### THE PROBLEM
Rewrite the passage of the excerpt about pixel pitch that begins at the words "On Thu, Sep" and stops after "solves this issue.", with "bitmap" replaced by "surface".

Yeah, as further clarification, the pitch is similar to the width, but
more specific to the actual storage used for your pixels. Say if you
have a 24 bit (3 bytes per pixel) surface that is 11 pixels wide, one
row of pixels might technically only need 33 bytes of memory. If you
happen to be running on hardware that uses a 4-byte word, the actual
memory might be padded to make (a pitch of) 36 bytes for more
efficient access. This is especially important for SIMD operations.
For reference: http://en.wikipedia.org/wiki/Data_structure_alignment

Jonny D

On Thu, Sep 5, 2013 at 3:23 AM, Sik the hedgehog <sik.the.hedgehog at gmail.com <mailto:sik.the.hedgehog at gmail.com>> wrote:

Pitch is the distance in bytes between two lines in the bitmap.

The reason you're supposed to use this value is that this distance may
*not* be the same as the length of all pixels put together. Sometimes
lines may have padding at the end, and you need to take this into
account. Using the pitch solves this issue.

### STORED ROWS
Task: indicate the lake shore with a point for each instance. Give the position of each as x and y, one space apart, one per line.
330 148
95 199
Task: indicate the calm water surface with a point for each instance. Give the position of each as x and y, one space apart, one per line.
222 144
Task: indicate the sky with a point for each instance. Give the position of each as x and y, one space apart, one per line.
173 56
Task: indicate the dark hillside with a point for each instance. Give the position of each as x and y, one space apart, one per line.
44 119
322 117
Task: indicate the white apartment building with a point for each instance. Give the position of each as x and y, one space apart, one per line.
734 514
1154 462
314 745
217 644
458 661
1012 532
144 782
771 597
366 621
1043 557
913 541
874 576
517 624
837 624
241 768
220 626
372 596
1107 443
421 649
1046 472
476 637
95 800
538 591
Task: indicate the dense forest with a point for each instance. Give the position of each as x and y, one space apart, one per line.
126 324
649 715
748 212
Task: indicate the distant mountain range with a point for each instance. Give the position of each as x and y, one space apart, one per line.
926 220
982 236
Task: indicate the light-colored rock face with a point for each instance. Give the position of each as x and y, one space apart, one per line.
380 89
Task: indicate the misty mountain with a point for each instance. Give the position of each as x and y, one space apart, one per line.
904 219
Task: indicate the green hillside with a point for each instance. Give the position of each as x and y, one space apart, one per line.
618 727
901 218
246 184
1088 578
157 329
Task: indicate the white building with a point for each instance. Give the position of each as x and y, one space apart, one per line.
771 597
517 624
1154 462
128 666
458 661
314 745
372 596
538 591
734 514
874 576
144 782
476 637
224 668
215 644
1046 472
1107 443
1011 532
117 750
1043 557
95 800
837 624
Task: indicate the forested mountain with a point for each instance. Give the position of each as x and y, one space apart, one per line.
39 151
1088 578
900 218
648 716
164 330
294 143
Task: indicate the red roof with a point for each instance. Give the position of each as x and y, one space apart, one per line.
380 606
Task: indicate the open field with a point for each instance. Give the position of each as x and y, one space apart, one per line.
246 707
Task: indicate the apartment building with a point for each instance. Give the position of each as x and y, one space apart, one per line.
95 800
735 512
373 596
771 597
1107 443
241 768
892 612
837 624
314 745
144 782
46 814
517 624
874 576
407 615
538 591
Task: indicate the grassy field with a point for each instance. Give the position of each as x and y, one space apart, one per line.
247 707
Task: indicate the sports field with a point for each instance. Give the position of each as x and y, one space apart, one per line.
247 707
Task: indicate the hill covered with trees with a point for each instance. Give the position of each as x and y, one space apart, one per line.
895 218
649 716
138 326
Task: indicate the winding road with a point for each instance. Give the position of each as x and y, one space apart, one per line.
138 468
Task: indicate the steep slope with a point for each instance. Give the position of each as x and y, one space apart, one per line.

### RESPONSE FOR THIS EXERCISE
On Thu, Sep 5, 2013 at 3:23 AM, Sik the hedgehog <sik.the.hedgehog at gmail.com <mailto:sik.the.hedgehog at gmail.com>> wrote:

Pitch is the distance in bytes between two lines in the surface.

The reason you're supposed to use this value is that this distance may
*not* be the same as the length of all pixels put together. Sometimes
lines may have padding at the end, and you need to take this into
account. Using the pitch solves this issue.